GIVEN INSTRUCTION: Transcribe the records below exactly, leaving out any pictures.

TASK INPUT:
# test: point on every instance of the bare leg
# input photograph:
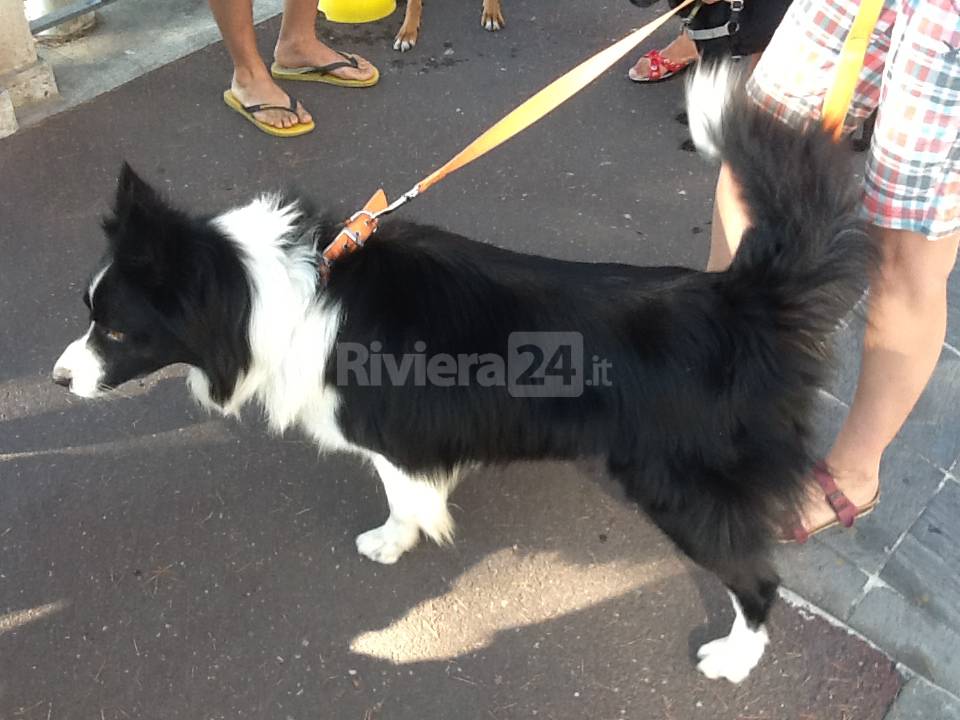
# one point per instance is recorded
(907, 319)
(298, 46)
(251, 83)
(730, 220)
(415, 504)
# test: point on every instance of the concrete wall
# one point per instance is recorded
(23, 77)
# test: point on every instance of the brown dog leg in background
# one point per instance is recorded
(492, 18)
(407, 36)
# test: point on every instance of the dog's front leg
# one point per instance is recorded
(415, 504)
(407, 36)
(492, 17)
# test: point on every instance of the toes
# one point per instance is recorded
(405, 40)
(302, 113)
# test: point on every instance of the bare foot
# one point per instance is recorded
(262, 90)
(860, 489)
(681, 50)
(307, 53)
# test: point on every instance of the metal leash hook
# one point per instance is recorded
(358, 229)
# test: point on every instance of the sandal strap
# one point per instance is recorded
(349, 61)
(267, 106)
(845, 510)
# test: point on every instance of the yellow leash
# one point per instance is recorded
(838, 98)
(364, 223)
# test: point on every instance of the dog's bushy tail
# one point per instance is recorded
(805, 250)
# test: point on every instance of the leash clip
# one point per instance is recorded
(353, 235)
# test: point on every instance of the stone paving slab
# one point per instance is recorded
(918, 700)
(925, 568)
(909, 633)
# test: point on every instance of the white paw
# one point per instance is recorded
(388, 542)
(732, 657)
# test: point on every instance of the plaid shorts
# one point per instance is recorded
(911, 76)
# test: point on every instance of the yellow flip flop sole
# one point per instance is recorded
(308, 74)
(293, 131)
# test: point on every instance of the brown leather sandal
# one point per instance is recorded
(846, 512)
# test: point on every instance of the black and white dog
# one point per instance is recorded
(705, 412)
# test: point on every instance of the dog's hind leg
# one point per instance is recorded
(416, 503)
(720, 536)
(753, 589)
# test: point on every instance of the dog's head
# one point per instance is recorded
(169, 289)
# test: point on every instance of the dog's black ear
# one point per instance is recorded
(145, 233)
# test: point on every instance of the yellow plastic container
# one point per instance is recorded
(356, 11)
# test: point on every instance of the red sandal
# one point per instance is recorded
(846, 512)
(661, 68)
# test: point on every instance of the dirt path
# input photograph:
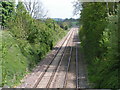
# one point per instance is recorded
(58, 69)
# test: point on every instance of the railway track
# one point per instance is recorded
(57, 73)
(41, 80)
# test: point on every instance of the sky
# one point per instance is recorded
(59, 8)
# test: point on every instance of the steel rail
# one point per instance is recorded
(40, 78)
(59, 64)
(68, 66)
(77, 67)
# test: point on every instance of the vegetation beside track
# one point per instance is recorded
(100, 41)
(25, 41)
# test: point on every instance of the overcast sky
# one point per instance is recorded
(59, 8)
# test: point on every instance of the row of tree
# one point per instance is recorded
(100, 39)
(26, 40)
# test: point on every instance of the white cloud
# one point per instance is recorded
(59, 8)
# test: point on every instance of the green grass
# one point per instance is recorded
(14, 63)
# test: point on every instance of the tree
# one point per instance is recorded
(35, 8)
(7, 11)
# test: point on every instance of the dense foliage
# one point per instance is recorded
(25, 42)
(7, 9)
(100, 41)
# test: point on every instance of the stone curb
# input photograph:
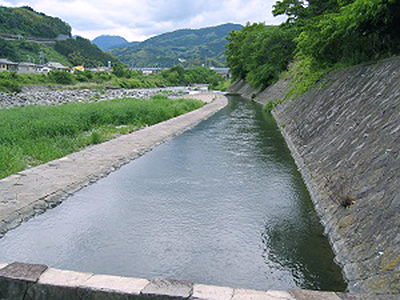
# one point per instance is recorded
(33, 191)
(37, 282)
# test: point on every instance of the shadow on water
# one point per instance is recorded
(221, 204)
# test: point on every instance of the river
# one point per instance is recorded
(221, 204)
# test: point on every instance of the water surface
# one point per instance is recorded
(221, 204)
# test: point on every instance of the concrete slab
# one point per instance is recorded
(243, 294)
(169, 287)
(63, 278)
(22, 272)
(211, 292)
(314, 295)
(132, 286)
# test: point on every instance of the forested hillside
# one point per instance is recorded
(108, 42)
(19, 27)
(318, 36)
(188, 47)
(25, 21)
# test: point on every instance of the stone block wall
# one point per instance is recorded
(345, 137)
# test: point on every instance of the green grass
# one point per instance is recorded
(34, 135)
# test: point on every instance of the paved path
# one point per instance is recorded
(32, 191)
(19, 281)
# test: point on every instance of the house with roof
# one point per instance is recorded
(7, 65)
(28, 67)
(55, 65)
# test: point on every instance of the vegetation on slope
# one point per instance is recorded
(120, 77)
(108, 42)
(25, 21)
(318, 36)
(33, 135)
(81, 51)
(187, 47)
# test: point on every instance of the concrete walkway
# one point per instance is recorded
(33, 191)
(19, 281)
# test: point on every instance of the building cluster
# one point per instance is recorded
(28, 67)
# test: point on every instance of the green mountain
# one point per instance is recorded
(187, 47)
(25, 21)
(24, 33)
(108, 42)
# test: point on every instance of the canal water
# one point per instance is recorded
(221, 204)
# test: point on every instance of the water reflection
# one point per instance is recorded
(221, 204)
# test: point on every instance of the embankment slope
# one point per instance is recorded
(345, 137)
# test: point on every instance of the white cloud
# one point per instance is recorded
(139, 19)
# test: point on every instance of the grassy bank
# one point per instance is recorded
(33, 135)
(120, 77)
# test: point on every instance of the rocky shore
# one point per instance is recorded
(47, 96)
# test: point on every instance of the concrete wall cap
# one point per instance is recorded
(116, 284)
(243, 294)
(63, 278)
(210, 292)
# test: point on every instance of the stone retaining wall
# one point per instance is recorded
(344, 135)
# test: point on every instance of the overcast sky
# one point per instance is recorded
(137, 20)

EXERCISE ANSWER:
# test: point on every instance of the bare leg
# input photograph:
# one point per instance is recorded
(907, 319)
(298, 46)
(251, 83)
(730, 220)
(415, 504)
# test: point on every instance of the concrete wall
# one point per instance is recorded
(23, 77)
# test: point on every instance of the brown dog leg in background
# one point per instance is recorded
(492, 18)
(407, 36)
# test: point on every instance of the dog's front leg
# one point per instance is recorded
(415, 504)
(407, 36)
(492, 17)
# test: point on every instance of the toes
# one point per instance is recorded
(405, 40)
(302, 113)
# test: point on every instance of the bare foot
# one point per instance is recorded
(262, 90)
(860, 489)
(681, 50)
(307, 53)
# test: point on every instance of the metal leash hook
# one point per instance is recorded
(358, 229)
# test: point on every instance of the sandal strap
# one point per instance is recorded
(349, 61)
(267, 106)
(845, 510)
# test: point on every instance of the yellow leash
# one point per instance is recorded
(838, 98)
(364, 223)
# test: point on every instance of the dog's bushy tail
# one point per instance is recorded
(805, 250)
# test: point on every instance of the leash clip
# one point per instance is recorded
(353, 235)
# test: point on every instance of the stone paving slab
# one point per instance is recorded
(918, 700)
(925, 568)
(909, 633)
# test: point on every instance of the white paw
# one point per instance is recorded
(388, 542)
(732, 657)
# test: point on every instance of the plaid shorts
# one point per instance is recorded
(911, 76)
# test: point on every instance of the yellow flip flop sole
# one point per instance is recorded
(308, 74)
(293, 131)
# test: point on every instance of the brown leather sandal
# one point per instance is recorded
(846, 512)
# test: point on every instance of the black and white dog
# one point per instance is recorded
(705, 412)
# test: point on every instance of the dog's hind leg
# one point per instance is recorded
(416, 503)
(720, 536)
(753, 589)
# test: point on every instance of the dog's head
# one point per instance is recorded
(169, 289)
# test: point on every instance of the dog's black ear
# one point per instance is recorded
(145, 233)
# test: point on every instance of the yellow plastic container
# one point per instance is recorded
(356, 11)
# test: point on every instance of the red sandal
# one point per instance is recorded
(846, 512)
(661, 68)
# test: point on every instance of the dirt path
# input photograph:
# one point per instance is recorded
(58, 69)
# test: point on every instance of the railway track
# one point per instance is recorded
(57, 73)
(41, 80)
# test: point on every instance of the sky
# one point per instance is recorded
(59, 8)
# test: point on every instance of the steel rail
# one point per instance is recorded
(40, 78)
(59, 64)
(68, 66)
(77, 67)
# test: point on every instance of the vegetation beside track
# one point per instance is recorded
(100, 41)
(25, 41)
# test: point on every instance of the overcast sky
# one point per instance is recorded
(59, 8)
# test: point on every instance of the row of tree
# one point per instance is recorded
(100, 39)
(26, 40)
# test: point on every instance of the white cloud
# one point per instance is recorded
(59, 8)
# test: point on every instance of the green grass
# one point per instance is recorded
(14, 63)
# test: point on every instance of the tree
# one point per instance is recorded
(35, 8)
(7, 11)
# test: point on every instance of the dense foliage
# one point per instance is recorded
(25, 42)
(7, 9)
(100, 41)
# test: point on every instance of the stone curb
# input photograph:
# one point per instance is recorded
(33, 191)
(37, 282)
# test: point on every instance of the shadow on water
# one point per instance is recorded
(221, 204)
# test: point on every instance of the river
# one point per instance is recorded
(221, 204)
# test: point on every instance of the water surface
# one point per instance is recorded
(221, 204)
# test: point on every instance of the concrete slab
# one point per instance is recorded
(243, 294)
(169, 287)
(63, 278)
(22, 272)
(211, 292)
(314, 295)
(132, 286)
# test: point on every instance of the forested hillside
# one point per instance is recorded
(108, 42)
(19, 27)
(318, 36)
(188, 47)
(25, 21)
# test: point on every instance of the stone block wall
# one point per instance is recorded
(345, 137)
# test: point on every instance of the green grass
# one point per instance is recorded
(34, 135)
# test: point on every instance of the paved path
# one point per instance is recorded
(32, 191)
(19, 281)
# test: point on every instance of the house with roof
# one point per instance is recorded
(7, 65)
(28, 67)
(55, 65)
# test: point on every instance of the vegetation on slope
# one point per instance is recorded
(120, 77)
(108, 42)
(25, 21)
(318, 36)
(33, 135)
(81, 51)
(187, 47)
# test: point on every instance of the concrete walkway
# one point per instance is recorded
(33, 191)
(19, 281)
# test: point on every instance of the building cluster
# one point per instance is recorded
(28, 67)
# test: point on every instance of the green mountain
# one point per instance is recorded
(187, 47)
(25, 21)
(24, 33)
(108, 42)
# test: point on every instance of the canal water
# one point per instance is recorded
(221, 204)
# test: point on every instance of the water reflection
# one point per instance is recorded
(221, 204)
# test: point on every instance of the embankment slope
# one point per instance is recorded
(345, 137)
# test: point on every instance of the white cloud
# one point per instance is recorded
(139, 19)
# test: point on every instance of the grassy bank
# one point per instance is recorded
(33, 135)
(120, 77)
# test: point on every instance of the rocky shore
# one point per instance is recorded
(47, 96)
# test: point on every instance of the concrete wall cap
# one point per instance is recorded
(116, 284)
(243, 294)
(63, 278)
(210, 292)
# test: point on every instance of the stone retaining wall
# one point per instance is recorded
(344, 135)
# test: point on every instance of the overcast sky
# one point per instance is recorded
(137, 20)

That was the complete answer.